### Texto em excerto
--
A Guerra dos Generais e a Disfunção das Instituições

Distintos membros da classe dirigente do país têm usado, reiteradas vezes, os nomes de inexpressivos subordinados como testas-de-ferro na criação de empresas. O Maka Angola já denunciou alguns desses casos, mas é a primeira vez que expõe a esperteza de um inferior hierárquico que, por via da falsificação, utilizou o nome de um poderoso general para criar uma empresa que fizesse negócios com as Forças Armadas Angolanas.

E agora começou a guerra dos generais.
--
### Extrato de dados
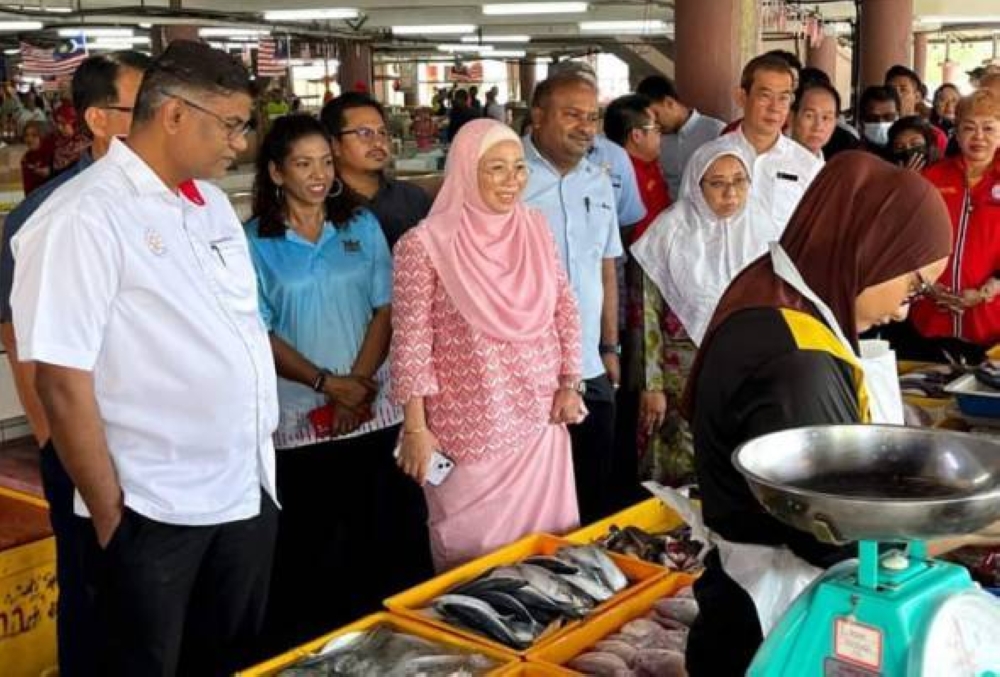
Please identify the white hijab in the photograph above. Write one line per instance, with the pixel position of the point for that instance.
(692, 255)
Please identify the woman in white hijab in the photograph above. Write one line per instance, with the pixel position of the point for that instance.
(688, 255)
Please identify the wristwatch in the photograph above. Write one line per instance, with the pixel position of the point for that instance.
(609, 349)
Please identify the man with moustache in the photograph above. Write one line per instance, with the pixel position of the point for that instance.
(135, 296)
(361, 152)
(578, 201)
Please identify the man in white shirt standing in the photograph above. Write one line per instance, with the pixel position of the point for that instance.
(782, 169)
(135, 295)
(685, 130)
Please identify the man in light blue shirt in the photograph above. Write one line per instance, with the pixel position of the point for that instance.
(578, 201)
(614, 161)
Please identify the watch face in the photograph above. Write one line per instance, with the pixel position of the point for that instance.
(963, 637)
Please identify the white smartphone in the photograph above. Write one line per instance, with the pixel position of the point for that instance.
(438, 469)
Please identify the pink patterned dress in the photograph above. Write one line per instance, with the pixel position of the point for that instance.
(488, 402)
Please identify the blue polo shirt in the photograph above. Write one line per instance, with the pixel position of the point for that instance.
(614, 160)
(320, 298)
(580, 210)
(18, 217)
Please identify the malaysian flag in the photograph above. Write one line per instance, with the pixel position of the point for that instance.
(272, 57)
(62, 60)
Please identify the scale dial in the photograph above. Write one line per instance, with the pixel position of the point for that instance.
(962, 638)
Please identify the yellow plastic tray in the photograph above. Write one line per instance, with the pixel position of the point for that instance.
(566, 648)
(411, 603)
(28, 596)
(536, 670)
(507, 658)
(650, 515)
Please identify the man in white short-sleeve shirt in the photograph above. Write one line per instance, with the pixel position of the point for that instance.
(135, 295)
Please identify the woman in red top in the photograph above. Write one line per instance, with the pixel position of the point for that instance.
(966, 304)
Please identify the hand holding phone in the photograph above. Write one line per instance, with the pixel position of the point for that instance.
(421, 460)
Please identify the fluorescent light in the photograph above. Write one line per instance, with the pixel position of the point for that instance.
(96, 32)
(516, 8)
(311, 14)
(222, 32)
(20, 25)
(465, 48)
(497, 38)
(651, 26)
(505, 53)
(436, 29)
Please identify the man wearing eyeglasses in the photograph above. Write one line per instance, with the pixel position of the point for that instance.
(782, 169)
(135, 296)
(104, 89)
(362, 150)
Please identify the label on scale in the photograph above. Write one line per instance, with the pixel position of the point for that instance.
(858, 644)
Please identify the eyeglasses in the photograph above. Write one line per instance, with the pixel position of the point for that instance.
(234, 128)
(924, 288)
(498, 174)
(367, 135)
(739, 184)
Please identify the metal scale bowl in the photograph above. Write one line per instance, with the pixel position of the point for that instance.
(886, 613)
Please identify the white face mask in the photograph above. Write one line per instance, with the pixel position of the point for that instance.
(877, 132)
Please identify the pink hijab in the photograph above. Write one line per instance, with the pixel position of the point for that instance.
(498, 269)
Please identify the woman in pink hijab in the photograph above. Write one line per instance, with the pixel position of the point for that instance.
(485, 355)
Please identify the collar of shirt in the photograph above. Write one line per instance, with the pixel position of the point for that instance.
(142, 177)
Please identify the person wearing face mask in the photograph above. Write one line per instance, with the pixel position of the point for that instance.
(912, 143)
(688, 257)
(965, 305)
(879, 109)
(486, 354)
(781, 351)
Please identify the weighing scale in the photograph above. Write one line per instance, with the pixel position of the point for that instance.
(893, 612)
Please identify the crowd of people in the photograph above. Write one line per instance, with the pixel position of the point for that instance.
(237, 420)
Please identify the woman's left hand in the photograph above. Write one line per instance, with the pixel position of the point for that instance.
(567, 407)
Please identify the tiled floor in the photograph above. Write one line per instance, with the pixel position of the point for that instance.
(19, 466)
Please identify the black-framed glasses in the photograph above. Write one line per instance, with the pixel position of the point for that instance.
(924, 288)
(367, 135)
(234, 128)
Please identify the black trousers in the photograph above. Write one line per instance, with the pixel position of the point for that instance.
(352, 531)
(727, 633)
(593, 458)
(76, 618)
(181, 600)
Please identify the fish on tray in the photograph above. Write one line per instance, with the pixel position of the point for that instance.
(384, 652)
(649, 646)
(518, 603)
(675, 549)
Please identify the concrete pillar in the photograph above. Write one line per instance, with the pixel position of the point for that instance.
(161, 36)
(713, 40)
(886, 31)
(920, 55)
(526, 77)
(355, 66)
(824, 56)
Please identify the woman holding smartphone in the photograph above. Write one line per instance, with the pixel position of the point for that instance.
(324, 276)
(486, 355)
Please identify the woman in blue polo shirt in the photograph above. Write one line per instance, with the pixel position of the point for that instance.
(324, 275)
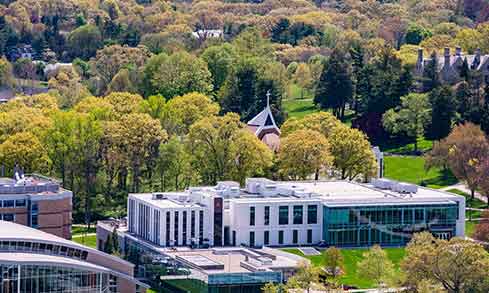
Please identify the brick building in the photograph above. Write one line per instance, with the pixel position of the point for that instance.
(37, 202)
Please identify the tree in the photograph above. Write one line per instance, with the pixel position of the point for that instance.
(306, 278)
(333, 262)
(376, 266)
(6, 73)
(177, 74)
(443, 110)
(111, 59)
(467, 149)
(482, 228)
(302, 153)
(335, 88)
(24, 150)
(352, 153)
(302, 76)
(219, 60)
(458, 265)
(411, 118)
(84, 41)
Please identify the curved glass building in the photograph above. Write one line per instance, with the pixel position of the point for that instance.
(35, 261)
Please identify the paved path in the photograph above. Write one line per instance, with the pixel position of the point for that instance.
(462, 187)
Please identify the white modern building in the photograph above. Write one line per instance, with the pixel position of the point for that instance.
(269, 213)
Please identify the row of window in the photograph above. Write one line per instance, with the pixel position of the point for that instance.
(283, 215)
(266, 237)
(12, 203)
(43, 248)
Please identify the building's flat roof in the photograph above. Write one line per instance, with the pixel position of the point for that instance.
(166, 203)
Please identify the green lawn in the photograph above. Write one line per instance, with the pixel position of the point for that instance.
(351, 258)
(81, 229)
(90, 241)
(411, 169)
(402, 147)
(299, 108)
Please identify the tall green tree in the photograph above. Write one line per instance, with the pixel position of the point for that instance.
(443, 111)
(411, 118)
(335, 88)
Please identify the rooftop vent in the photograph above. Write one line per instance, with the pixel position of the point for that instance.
(159, 195)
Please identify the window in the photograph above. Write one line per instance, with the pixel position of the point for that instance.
(252, 238)
(309, 236)
(20, 203)
(175, 232)
(252, 216)
(267, 216)
(297, 215)
(184, 228)
(283, 215)
(192, 224)
(168, 217)
(312, 214)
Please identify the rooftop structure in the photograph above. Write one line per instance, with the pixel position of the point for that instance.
(264, 127)
(35, 261)
(449, 65)
(36, 201)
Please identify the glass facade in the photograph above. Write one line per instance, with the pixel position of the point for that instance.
(297, 215)
(267, 216)
(47, 279)
(387, 225)
(252, 216)
(283, 215)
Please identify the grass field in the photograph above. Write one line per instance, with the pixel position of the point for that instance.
(90, 241)
(351, 259)
(411, 169)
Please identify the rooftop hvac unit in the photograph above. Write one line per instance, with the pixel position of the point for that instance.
(159, 196)
(405, 188)
(383, 183)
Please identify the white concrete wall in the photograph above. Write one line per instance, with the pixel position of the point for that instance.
(240, 222)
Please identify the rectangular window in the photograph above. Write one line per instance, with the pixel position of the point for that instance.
(184, 228)
(175, 232)
(312, 214)
(283, 215)
(267, 216)
(201, 227)
(309, 236)
(252, 216)
(192, 224)
(168, 225)
(252, 238)
(297, 215)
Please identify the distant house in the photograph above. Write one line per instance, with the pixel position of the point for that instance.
(450, 66)
(264, 127)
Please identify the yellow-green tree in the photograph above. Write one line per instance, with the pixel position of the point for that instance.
(303, 153)
(24, 149)
(352, 153)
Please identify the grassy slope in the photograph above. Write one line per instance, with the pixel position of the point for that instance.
(90, 241)
(351, 258)
(411, 169)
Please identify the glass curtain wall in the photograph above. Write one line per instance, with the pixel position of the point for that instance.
(386, 225)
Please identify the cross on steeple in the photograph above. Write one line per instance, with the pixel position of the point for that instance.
(268, 98)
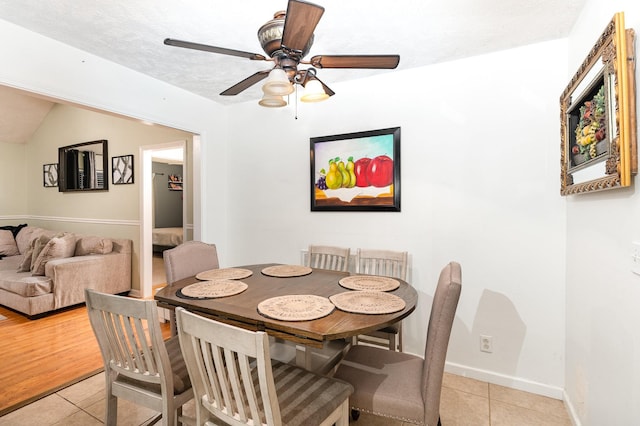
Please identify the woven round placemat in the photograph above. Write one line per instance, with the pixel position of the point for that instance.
(297, 307)
(369, 282)
(224, 274)
(368, 302)
(212, 289)
(285, 271)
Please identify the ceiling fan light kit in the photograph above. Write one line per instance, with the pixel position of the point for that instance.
(287, 39)
(272, 101)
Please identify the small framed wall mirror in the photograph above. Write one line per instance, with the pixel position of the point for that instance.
(598, 116)
(82, 167)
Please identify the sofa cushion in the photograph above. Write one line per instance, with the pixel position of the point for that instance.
(25, 264)
(8, 246)
(38, 244)
(58, 247)
(93, 245)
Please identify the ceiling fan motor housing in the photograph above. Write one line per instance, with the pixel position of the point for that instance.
(270, 37)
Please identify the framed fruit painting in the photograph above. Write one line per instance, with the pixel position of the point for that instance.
(356, 171)
(598, 146)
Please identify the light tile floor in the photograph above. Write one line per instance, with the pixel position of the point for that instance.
(464, 402)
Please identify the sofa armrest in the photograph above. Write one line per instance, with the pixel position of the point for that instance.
(108, 273)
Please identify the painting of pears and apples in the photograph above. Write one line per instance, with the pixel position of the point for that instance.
(356, 171)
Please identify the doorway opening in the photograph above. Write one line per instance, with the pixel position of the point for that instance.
(164, 220)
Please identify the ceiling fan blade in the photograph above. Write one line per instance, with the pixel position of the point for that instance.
(214, 49)
(299, 24)
(326, 88)
(246, 83)
(356, 61)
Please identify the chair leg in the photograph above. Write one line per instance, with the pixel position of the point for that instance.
(111, 403)
(172, 323)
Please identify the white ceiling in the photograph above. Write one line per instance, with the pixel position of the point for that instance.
(422, 32)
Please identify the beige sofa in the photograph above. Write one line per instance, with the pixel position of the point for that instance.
(46, 270)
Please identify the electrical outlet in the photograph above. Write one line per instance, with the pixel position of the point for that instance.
(486, 343)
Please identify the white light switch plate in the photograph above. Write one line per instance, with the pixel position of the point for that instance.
(635, 257)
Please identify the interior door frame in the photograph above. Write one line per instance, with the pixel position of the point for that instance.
(146, 209)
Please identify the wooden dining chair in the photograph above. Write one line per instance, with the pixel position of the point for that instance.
(328, 257)
(186, 260)
(403, 386)
(189, 258)
(386, 263)
(139, 365)
(235, 380)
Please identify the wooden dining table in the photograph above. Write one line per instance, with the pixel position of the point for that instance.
(242, 309)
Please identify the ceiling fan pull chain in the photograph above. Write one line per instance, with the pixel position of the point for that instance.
(296, 115)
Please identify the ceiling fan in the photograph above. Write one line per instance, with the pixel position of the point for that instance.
(287, 39)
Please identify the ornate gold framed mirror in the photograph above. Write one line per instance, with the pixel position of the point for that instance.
(598, 116)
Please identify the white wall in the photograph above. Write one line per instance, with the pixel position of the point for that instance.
(480, 185)
(603, 341)
(52, 69)
(13, 196)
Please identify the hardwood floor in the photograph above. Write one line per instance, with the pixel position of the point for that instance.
(39, 357)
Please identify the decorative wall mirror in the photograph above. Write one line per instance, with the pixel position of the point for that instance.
(598, 116)
(82, 167)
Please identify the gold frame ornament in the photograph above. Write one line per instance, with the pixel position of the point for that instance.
(598, 116)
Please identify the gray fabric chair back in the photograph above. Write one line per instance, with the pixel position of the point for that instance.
(188, 259)
(443, 310)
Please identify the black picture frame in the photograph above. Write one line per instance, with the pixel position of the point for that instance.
(371, 157)
(122, 168)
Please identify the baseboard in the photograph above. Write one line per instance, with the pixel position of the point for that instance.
(505, 380)
(571, 409)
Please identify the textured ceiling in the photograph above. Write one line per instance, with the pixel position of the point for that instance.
(422, 32)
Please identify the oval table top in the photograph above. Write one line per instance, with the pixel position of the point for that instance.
(242, 309)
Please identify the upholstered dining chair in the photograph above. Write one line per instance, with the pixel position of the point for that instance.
(139, 365)
(328, 257)
(387, 263)
(403, 386)
(186, 260)
(235, 380)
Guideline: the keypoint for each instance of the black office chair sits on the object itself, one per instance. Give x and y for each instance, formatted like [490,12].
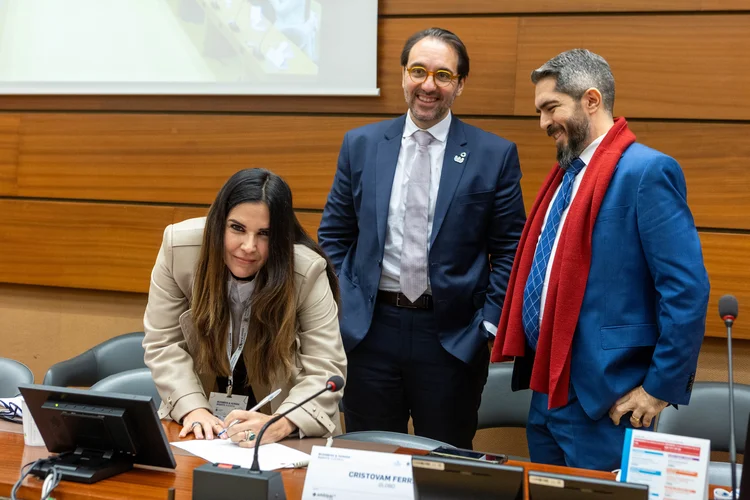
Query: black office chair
[115,355]
[138,381]
[707,417]
[13,373]
[500,406]
[395,439]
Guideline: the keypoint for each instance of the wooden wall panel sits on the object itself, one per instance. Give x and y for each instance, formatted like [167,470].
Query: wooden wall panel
[679,66]
[726,257]
[186,158]
[80,245]
[174,158]
[420,7]
[492,48]
[713,157]
[9,124]
[113,247]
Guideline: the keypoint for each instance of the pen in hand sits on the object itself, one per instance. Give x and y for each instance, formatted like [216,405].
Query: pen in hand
[257,407]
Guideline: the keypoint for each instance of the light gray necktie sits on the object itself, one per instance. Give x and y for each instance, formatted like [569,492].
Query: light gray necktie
[413,273]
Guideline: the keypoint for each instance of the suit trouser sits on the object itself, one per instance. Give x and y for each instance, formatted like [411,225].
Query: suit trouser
[567,436]
[400,369]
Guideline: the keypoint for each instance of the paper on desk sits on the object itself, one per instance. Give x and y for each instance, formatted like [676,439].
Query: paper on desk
[272,456]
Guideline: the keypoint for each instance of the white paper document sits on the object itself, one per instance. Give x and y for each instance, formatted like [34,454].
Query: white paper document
[343,474]
[672,466]
[271,456]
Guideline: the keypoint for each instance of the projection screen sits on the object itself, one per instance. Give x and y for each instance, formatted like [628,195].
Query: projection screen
[264,47]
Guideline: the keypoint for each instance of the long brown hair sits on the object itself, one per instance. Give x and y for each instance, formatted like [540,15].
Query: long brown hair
[269,350]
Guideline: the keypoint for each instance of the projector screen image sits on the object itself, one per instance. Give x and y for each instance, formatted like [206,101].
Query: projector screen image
[288,47]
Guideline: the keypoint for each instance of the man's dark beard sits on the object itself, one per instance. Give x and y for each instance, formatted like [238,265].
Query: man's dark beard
[578,132]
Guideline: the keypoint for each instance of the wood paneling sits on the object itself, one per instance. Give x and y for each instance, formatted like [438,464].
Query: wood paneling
[113,247]
[80,245]
[186,158]
[726,257]
[713,157]
[491,44]
[679,66]
[420,7]
[9,124]
[174,158]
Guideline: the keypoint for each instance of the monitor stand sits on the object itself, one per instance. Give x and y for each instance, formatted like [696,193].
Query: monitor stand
[84,465]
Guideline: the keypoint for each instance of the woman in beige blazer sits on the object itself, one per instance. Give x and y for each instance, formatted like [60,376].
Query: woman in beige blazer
[246,272]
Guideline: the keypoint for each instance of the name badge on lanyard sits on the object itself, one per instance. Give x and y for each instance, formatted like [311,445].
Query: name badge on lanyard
[222,404]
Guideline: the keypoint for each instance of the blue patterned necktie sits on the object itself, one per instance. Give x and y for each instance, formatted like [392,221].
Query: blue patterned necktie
[532,293]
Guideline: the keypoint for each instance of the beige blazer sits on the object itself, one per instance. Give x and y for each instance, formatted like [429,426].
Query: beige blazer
[171,336]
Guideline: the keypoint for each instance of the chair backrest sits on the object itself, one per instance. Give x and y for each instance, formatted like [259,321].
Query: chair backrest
[395,439]
[138,381]
[501,407]
[707,415]
[118,354]
[13,373]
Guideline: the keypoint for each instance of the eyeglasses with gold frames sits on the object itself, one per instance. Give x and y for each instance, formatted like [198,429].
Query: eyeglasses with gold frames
[441,77]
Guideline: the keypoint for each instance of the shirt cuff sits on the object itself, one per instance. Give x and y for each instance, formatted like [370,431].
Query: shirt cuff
[492,329]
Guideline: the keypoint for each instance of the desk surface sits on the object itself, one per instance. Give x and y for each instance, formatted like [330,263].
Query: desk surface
[150,484]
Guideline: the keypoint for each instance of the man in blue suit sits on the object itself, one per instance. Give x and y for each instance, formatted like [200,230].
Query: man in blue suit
[422,223]
[606,304]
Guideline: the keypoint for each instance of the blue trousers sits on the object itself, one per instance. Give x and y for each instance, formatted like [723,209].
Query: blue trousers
[567,436]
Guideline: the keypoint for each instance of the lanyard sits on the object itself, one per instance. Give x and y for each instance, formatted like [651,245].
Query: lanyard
[235,356]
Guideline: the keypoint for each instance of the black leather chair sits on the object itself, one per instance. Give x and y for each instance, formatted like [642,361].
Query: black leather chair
[115,355]
[138,381]
[13,373]
[395,439]
[707,417]
[500,406]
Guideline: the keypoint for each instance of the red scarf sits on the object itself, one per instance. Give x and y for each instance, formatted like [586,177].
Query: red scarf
[570,269]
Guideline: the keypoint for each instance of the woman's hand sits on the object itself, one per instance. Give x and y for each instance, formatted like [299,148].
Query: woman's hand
[245,431]
[202,423]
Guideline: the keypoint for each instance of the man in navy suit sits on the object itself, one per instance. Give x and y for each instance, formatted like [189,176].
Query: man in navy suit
[422,223]
[606,305]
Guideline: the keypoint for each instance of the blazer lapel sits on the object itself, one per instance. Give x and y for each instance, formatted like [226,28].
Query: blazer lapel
[454,164]
[385,169]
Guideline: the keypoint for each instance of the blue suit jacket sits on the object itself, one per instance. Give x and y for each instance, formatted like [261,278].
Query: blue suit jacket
[479,216]
[644,310]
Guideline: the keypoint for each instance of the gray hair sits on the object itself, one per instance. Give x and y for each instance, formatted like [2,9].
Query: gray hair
[576,71]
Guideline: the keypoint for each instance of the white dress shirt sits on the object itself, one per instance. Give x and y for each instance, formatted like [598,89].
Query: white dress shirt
[394,235]
[586,156]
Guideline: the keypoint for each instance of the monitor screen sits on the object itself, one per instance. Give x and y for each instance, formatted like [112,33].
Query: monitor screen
[548,486]
[439,478]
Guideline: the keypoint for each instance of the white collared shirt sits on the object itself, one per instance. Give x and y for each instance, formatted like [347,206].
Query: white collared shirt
[586,156]
[394,235]
[239,296]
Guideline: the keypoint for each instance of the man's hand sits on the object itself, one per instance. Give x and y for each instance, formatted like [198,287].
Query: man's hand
[246,431]
[644,407]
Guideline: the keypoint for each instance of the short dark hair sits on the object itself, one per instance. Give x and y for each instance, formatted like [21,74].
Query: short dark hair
[577,70]
[444,36]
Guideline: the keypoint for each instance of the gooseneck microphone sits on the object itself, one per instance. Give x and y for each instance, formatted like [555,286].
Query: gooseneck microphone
[333,384]
[728,311]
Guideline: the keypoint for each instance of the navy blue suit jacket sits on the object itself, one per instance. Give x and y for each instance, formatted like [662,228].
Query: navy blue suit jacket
[479,216]
[643,315]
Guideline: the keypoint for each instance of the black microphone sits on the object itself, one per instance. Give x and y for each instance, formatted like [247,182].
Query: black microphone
[333,384]
[728,311]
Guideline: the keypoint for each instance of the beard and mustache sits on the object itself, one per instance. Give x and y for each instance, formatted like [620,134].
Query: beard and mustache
[577,129]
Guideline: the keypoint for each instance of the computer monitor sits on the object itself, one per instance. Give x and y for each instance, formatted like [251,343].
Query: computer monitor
[439,478]
[97,434]
[548,486]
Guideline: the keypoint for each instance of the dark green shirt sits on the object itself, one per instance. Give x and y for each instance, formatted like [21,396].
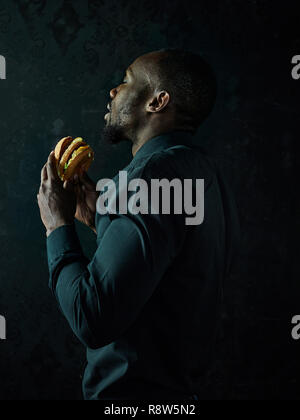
--
### Tarefas
1) Troque "poderoso" por "influente" no trecho do texto sobre a guerra dos generais que vai de "Distintos membros da" a "guerra dos generais." e reescreva esse trecho com a alteração.
2) Segundo o texto sobre a guerra dos generais, com quem deveria fazer negócios a empresa criada pelo inferior hierárquico?
3) Indique se cada afirmação concorda com o texto sobre a guerra dos generais, respondendo sim ou não e citando as palavras decisivas: (a) O Maka Angola nunca tinha denunciado casos de testas-de-ferro. (b) O inferior hierárquico usou o nome de um general por meio de falsificação. (c) O texto declara que começou a guerra dos generais.

### Respostas por tarefa
1)
Distintos membros da classe dirigente do país têm usado, reiteradas vezes, os nomes de inexpressivos subordinados como testas-de-ferro na criação de empresas. O Maka Angola já denunciou alguns desses casos, mas é a primeira vez que expõe a esperteza de um inferior hierárquico que, por via da falsificação, utilizou o nome de um influente general para criar uma empresa que fizesse negócios com as Forças Armadas Angolanas.

E agora começou a guerra dos generais.

2) Com as Forças Armadas Angolanas.

3)
(a) Não: "O Maka Angola já denunciou alguns desses casos".
(b) Sim: "por via da falsificação, utilizou o nome de um poderoso general".
(c) Sim: "E agora começou a guerra dos generais."